**Items from a data source:**
__________

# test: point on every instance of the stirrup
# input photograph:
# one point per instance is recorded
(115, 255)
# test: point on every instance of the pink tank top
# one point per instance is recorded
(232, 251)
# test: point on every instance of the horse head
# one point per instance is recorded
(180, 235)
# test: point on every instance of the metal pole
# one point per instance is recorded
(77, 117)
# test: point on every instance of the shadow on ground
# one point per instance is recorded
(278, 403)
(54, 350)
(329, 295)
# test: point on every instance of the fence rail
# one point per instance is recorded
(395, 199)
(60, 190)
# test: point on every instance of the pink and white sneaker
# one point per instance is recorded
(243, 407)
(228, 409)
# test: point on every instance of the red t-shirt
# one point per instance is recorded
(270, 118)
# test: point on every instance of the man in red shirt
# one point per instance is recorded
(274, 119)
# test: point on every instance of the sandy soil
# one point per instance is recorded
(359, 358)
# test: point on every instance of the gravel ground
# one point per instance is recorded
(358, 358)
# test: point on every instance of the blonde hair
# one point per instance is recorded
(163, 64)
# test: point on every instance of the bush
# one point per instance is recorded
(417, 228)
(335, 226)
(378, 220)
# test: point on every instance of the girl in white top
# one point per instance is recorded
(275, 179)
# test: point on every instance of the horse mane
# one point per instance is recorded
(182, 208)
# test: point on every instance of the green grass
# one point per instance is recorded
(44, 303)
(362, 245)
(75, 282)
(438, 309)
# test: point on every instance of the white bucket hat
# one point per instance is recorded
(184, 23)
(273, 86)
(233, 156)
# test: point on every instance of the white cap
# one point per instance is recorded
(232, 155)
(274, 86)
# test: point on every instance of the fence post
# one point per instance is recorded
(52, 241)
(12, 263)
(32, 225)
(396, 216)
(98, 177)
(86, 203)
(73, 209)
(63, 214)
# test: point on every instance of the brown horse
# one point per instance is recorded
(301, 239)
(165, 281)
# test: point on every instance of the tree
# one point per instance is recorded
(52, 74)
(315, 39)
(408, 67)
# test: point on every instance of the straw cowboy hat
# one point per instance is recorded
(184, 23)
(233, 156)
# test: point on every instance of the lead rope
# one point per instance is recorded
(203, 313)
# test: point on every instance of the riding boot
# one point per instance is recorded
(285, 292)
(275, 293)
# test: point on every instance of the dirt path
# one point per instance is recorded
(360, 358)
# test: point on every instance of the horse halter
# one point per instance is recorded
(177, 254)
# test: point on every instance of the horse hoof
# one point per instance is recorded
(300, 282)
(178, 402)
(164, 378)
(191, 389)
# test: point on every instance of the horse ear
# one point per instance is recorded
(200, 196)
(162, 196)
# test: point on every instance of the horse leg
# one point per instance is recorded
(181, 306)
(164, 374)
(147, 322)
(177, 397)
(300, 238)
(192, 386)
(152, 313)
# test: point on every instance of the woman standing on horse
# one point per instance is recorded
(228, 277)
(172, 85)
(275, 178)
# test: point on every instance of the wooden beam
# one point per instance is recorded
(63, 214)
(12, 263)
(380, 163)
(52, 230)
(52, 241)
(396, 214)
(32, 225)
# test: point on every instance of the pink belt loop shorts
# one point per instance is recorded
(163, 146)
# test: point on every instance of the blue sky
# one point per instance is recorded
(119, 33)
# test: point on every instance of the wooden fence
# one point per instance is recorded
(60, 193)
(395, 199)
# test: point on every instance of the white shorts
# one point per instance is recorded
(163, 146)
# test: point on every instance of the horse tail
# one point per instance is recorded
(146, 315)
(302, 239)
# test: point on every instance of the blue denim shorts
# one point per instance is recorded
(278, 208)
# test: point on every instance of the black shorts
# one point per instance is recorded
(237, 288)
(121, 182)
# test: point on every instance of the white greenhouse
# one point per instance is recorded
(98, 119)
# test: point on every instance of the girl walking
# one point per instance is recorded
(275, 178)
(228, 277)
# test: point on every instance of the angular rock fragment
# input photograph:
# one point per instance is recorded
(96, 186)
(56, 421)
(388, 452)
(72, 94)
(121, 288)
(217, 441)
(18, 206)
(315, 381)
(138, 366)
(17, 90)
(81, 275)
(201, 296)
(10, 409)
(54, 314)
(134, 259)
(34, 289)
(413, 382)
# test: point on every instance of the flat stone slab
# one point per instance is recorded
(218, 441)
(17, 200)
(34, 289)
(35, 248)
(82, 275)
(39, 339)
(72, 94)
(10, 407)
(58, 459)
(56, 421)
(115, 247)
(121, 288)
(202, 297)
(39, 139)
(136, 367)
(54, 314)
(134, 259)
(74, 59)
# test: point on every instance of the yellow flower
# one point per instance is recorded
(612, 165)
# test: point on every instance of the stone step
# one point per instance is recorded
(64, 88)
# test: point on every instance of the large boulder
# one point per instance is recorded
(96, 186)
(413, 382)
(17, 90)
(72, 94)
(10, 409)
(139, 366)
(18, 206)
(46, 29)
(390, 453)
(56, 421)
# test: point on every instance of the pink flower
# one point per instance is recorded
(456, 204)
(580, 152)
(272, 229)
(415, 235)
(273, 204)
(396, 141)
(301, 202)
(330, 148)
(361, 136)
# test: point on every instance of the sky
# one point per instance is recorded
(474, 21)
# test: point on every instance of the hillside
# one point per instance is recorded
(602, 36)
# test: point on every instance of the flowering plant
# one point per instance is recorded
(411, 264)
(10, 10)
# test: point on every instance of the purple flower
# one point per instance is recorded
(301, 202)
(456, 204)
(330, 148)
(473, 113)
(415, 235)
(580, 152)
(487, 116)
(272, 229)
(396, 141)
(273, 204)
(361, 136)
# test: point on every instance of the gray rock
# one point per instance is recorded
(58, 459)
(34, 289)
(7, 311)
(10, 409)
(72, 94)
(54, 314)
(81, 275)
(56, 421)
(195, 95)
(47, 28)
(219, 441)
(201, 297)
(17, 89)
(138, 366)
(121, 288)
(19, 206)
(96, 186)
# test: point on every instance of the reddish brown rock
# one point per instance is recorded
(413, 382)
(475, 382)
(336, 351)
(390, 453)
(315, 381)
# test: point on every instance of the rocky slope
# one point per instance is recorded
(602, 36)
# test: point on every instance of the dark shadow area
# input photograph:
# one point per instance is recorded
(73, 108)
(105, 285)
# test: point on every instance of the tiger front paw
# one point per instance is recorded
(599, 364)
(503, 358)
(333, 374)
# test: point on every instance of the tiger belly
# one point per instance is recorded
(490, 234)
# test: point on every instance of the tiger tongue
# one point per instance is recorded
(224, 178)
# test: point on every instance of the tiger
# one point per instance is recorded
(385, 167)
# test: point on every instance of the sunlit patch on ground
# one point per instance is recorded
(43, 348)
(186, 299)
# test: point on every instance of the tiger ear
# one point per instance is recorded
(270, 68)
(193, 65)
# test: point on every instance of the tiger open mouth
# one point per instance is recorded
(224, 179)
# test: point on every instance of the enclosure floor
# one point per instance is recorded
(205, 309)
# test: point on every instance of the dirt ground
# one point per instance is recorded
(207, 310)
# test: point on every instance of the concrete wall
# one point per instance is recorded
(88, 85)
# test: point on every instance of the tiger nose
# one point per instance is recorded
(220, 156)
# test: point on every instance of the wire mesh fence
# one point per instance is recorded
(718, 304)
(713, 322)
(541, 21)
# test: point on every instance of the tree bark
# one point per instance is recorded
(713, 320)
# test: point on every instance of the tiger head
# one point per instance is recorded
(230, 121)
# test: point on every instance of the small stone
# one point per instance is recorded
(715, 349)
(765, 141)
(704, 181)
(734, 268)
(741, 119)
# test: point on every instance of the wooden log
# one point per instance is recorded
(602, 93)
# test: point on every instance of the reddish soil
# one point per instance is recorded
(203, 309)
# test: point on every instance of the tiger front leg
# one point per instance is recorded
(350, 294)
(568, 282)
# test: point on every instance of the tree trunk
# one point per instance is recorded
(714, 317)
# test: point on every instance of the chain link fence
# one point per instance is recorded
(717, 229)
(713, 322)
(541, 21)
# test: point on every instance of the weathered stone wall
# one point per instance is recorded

__________

**TASK PROMPT:** Search the entries for "soil" and show every line that has it.

**REPLY TO THE TASK:**
# test: point on every instance of the sandy soil
# test: point on every instance of the reddish soil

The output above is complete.